Tasks to carry out
• 1. Rewrite the paragraph of the Microtask 4 page that begins "Produce a listing of repositories" as a short bulleted list, keeping its main facts.
• 2. From the Microtask 4 page, return the stretch from "# Microtask 4" through "per line (git-commits.json).", copied word for word.

--- BEGIN Excerpt to read ---

# Microtask 4

## Aim

Produce a listing of repositories, as a table and as CSV file, with the number of commits authored, issues opened, and pull/merge requests opened, during the last three months, ordered by the total number (commits plus issues plus pull requests). Use plain Python3 (eg, no Pandas) for this.

### Retrieving Data from OmegaUp

From the command line run Perceval on the github repositories to analyze, to produce a file with JSON documents for all its issues (the list obtained contains the pull request also), one per line (git-commits.json).


Syntax for using Perceval for Github
`perceval github owner repository [--sleep-for-rate] [-t XXXXX]`


Date of Retrieval: 1st March 2019
##### Example:

`$ perceval github --json-line -category pull_request omegaup omegaup --sleep-for-rate -t a247a6b7d506736da6d653cddc060a96bfbd9cb3 > data_source.json`

`$ perceval github --json-line -category issue omegaup omegaup --sleep-for-rate -t a247a6b7d506736da6d653cddc060a96bfbd9cb3 >> data_source.json`

Gets the information about Pull Request and Issues from Github

###### Current Problem With Perceval    
    The Existing Problem with Perceval is that when running the above command with category issue it also 
    fetches the pull request because the github api returns the pull request under issues. For Ex 
   ##### https://api.github.com/repos/omegaup/omegaup/issues/2378
    
    This is a pull request but in url you can see it is returned as issue
   
    So we have to remove the duplicates (done in __init__() function)

--- END Excerpt to read ---
--- BEGIN Supplied information ---

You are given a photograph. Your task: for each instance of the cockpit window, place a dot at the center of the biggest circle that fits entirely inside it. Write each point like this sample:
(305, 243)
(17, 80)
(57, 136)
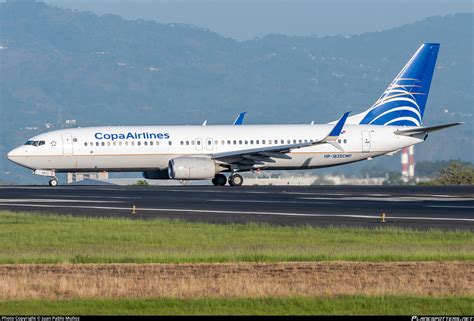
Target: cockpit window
(35, 143)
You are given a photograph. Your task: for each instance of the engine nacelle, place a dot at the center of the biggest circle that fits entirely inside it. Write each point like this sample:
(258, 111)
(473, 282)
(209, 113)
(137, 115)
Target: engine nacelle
(192, 168)
(156, 174)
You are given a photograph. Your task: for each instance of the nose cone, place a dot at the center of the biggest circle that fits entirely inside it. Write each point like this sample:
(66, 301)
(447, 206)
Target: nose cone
(14, 155)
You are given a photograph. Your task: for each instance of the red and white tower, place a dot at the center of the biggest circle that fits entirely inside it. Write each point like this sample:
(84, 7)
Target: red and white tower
(408, 163)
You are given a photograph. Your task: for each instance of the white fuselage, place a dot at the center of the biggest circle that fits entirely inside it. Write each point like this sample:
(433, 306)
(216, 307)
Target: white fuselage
(144, 148)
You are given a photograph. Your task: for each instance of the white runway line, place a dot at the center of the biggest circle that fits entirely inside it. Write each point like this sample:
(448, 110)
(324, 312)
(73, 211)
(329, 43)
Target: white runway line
(270, 202)
(52, 200)
(449, 206)
(138, 209)
(91, 196)
(390, 199)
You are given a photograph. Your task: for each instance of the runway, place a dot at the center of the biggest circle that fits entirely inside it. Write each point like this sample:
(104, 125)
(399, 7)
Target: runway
(404, 206)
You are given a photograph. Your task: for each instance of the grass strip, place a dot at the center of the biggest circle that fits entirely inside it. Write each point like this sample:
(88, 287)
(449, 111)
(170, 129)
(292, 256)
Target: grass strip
(353, 305)
(35, 238)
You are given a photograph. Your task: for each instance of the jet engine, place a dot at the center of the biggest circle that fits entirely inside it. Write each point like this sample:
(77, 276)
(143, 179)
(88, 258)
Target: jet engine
(158, 174)
(192, 168)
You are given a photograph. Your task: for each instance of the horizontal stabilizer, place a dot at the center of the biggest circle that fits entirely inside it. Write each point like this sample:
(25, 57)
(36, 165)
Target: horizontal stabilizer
(240, 119)
(424, 130)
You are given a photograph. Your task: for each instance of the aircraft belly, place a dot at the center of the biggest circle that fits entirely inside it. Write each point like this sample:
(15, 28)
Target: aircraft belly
(314, 160)
(99, 162)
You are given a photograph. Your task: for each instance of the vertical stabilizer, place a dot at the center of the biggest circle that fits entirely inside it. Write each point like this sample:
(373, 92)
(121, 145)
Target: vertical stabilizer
(403, 102)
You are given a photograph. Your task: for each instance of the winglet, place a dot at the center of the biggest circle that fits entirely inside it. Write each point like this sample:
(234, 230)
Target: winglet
(240, 119)
(332, 137)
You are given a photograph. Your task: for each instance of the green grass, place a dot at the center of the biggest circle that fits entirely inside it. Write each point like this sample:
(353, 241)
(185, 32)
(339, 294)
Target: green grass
(35, 238)
(273, 306)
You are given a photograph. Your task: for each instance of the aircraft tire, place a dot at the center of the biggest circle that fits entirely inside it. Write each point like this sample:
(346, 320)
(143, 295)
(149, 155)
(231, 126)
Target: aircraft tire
(236, 180)
(219, 180)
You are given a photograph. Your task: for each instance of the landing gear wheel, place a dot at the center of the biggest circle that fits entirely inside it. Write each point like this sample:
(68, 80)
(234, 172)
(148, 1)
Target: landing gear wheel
(219, 180)
(236, 180)
(53, 182)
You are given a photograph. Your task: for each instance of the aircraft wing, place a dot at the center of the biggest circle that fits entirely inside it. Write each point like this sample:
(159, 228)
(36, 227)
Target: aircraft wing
(424, 130)
(260, 155)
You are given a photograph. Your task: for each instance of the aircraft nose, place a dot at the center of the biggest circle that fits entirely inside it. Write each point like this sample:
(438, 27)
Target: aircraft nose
(12, 154)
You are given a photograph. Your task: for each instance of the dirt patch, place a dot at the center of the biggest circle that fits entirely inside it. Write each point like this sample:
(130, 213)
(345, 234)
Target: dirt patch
(60, 281)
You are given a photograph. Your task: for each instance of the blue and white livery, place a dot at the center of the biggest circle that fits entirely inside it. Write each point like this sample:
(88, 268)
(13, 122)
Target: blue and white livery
(207, 152)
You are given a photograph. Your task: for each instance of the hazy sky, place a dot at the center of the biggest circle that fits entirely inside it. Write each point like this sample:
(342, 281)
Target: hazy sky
(246, 19)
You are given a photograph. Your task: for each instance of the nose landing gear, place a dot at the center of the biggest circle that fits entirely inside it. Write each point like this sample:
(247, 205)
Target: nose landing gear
(219, 180)
(53, 182)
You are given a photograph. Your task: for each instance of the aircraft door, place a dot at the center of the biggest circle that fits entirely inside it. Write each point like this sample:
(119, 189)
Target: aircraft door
(67, 144)
(198, 144)
(366, 141)
(209, 144)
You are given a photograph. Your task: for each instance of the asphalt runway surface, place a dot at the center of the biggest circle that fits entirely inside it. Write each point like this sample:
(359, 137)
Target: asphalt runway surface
(404, 206)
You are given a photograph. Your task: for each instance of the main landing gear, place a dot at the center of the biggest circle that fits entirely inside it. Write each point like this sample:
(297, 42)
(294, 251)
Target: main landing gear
(53, 182)
(221, 180)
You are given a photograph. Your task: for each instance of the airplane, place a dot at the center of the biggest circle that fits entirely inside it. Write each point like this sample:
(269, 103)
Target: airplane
(238, 121)
(207, 152)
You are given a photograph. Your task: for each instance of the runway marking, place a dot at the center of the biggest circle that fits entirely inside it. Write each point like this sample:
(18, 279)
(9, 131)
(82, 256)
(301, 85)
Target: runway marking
(52, 200)
(449, 206)
(264, 201)
(390, 199)
(93, 196)
(246, 213)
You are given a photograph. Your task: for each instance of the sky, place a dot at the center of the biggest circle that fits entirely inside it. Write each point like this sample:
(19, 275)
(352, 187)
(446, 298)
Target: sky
(248, 19)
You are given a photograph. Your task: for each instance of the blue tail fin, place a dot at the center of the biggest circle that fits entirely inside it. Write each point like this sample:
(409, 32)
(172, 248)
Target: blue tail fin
(403, 102)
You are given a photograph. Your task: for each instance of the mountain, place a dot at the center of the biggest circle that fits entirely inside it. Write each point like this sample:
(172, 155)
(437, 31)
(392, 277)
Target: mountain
(58, 64)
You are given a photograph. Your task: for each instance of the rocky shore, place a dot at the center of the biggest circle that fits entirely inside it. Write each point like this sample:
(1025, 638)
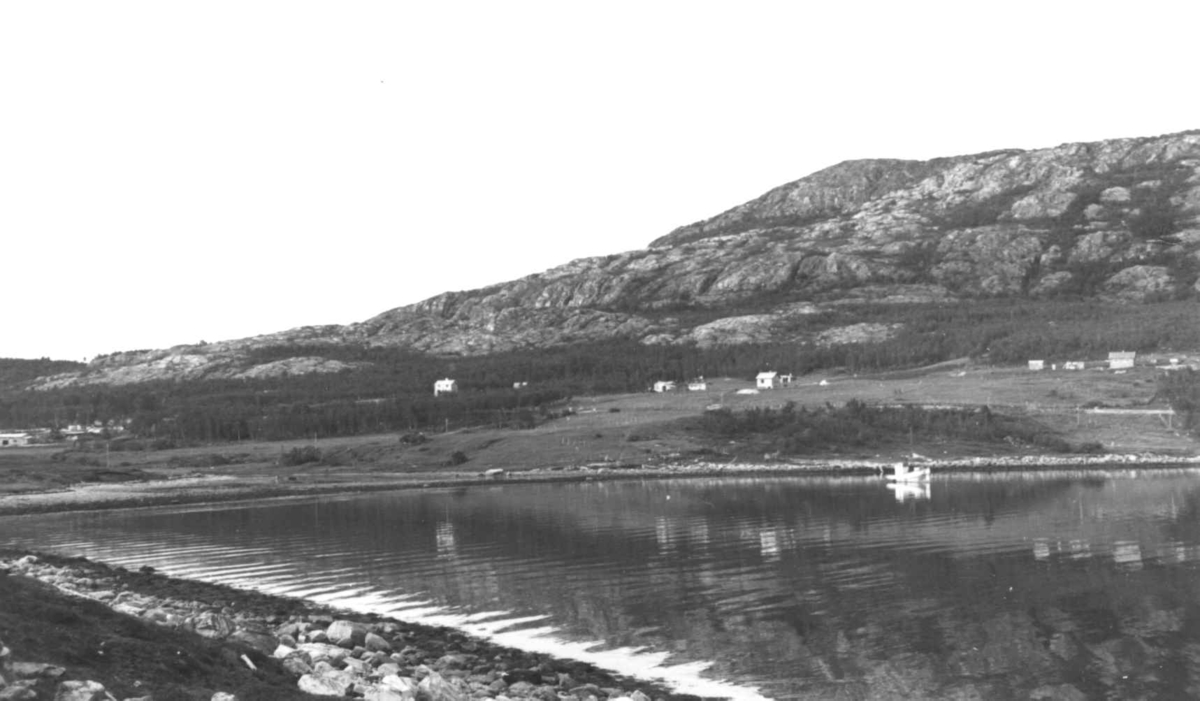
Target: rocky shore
(271, 647)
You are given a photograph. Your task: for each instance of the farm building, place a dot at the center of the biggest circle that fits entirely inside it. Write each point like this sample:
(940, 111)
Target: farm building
(773, 381)
(13, 439)
(1121, 360)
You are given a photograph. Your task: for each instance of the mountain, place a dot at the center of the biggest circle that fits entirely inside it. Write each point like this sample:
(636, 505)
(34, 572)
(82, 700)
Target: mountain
(1116, 220)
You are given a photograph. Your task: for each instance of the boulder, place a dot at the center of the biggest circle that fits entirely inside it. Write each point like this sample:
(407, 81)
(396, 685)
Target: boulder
(403, 685)
(297, 665)
(347, 633)
(376, 642)
(263, 642)
(213, 625)
(437, 688)
(317, 652)
(18, 691)
(327, 684)
(36, 670)
(379, 694)
(81, 691)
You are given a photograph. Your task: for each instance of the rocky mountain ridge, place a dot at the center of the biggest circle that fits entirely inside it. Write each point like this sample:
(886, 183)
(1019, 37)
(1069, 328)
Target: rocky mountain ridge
(1116, 220)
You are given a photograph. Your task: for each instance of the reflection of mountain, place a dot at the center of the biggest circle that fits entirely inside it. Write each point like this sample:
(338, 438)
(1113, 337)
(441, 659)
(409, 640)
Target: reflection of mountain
(803, 586)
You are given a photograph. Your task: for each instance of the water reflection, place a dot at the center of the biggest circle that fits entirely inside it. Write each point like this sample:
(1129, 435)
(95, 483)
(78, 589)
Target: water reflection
(981, 586)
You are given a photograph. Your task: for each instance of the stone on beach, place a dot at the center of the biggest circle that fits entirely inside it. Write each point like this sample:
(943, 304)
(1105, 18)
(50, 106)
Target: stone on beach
(376, 642)
(437, 688)
(347, 633)
(81, 691)
(330, 683)
(214, 625)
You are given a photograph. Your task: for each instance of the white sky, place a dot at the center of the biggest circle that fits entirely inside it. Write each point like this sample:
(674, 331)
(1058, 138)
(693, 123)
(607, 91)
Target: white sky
(183, 171)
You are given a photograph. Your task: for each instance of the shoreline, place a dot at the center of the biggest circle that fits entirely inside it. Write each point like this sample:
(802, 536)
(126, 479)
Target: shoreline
(203, 489)
(288, 645)
(255, 625)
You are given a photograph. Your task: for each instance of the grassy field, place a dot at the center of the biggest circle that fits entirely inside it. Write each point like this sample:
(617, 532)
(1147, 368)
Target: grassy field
(637, 429)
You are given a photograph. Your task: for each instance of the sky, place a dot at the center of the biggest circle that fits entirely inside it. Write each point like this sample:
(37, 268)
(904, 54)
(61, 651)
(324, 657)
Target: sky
(174, 172)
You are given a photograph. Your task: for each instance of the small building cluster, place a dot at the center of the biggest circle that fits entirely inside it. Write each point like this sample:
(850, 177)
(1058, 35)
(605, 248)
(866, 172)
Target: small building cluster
(15, 439)
(1116, 360)
(773, 381)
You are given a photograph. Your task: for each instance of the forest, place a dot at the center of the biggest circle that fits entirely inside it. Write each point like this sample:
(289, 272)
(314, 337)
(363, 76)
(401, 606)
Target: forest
(795, 430)
(391, 388)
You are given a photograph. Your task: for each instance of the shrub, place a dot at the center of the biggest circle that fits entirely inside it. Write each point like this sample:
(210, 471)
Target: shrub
(301, 455)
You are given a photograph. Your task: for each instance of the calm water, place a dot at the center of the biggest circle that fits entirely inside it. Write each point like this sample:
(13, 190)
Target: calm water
(786, 588)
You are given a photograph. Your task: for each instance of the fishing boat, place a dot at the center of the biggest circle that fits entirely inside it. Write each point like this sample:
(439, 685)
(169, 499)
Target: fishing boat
(906, 491)
(906, 472)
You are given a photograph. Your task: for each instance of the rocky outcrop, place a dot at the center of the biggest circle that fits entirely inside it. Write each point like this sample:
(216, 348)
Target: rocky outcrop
(1117, 220)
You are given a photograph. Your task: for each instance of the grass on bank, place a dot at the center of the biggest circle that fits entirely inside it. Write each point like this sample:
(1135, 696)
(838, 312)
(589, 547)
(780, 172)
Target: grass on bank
(129, 655)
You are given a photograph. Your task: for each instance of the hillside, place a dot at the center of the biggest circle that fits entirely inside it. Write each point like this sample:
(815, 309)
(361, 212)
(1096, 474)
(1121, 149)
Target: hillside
(1115, 221)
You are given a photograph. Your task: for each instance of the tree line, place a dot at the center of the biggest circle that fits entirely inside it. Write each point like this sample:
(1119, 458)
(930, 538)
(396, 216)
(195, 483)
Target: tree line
(390, 389)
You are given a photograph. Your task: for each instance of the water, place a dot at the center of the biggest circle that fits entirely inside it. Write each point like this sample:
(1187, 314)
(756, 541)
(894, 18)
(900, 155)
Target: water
(971, 586)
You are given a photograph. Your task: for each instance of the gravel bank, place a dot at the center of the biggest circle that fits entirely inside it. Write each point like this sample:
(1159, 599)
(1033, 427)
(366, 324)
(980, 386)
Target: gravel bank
(321, 651)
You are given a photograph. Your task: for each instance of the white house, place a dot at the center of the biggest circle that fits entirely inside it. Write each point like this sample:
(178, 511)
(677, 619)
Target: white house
(1121, 360)
(13, 439)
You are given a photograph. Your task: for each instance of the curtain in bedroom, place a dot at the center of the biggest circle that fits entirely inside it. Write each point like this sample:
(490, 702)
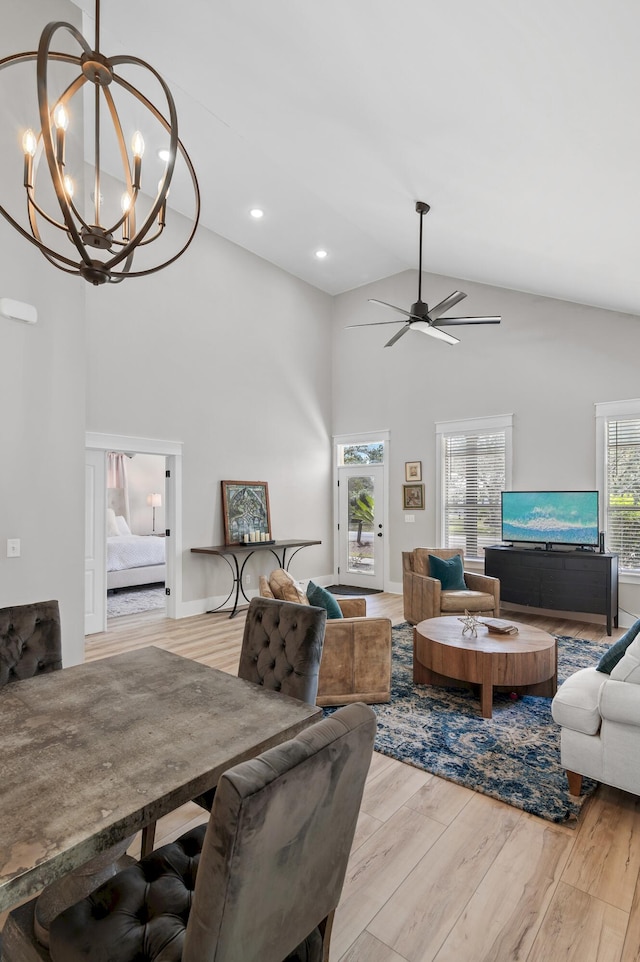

--- END Supplied information ---

In response
• 1.
- Make a list of repositories, given both as a table and as a CSV file.
- For each repository, show the number of commits authored, issues opened, and pull/merge requests opened during the last three months.
- Order the list by the total (commits plus issues plus pull requests).
- Use plain Python3 only (for example, no Pandas).

• 2.
# Microtask 4

## Aim

Produce a listing of repositories, as a table and as CSV file, with the number of commits authored, issues opened, and pull/merge requests opened, during the last three months, ordered by the total number (commits plus issues plus pull requests). Use plain Python3 (eg, no Pandas) for this.

### Retrieving Data from OmegaUp

From the command line run Perceval on the github repositories to analyze, to produce a file with JSON documents for all its issues (the list obtained contains the pull request also), one per line (git-commits.json).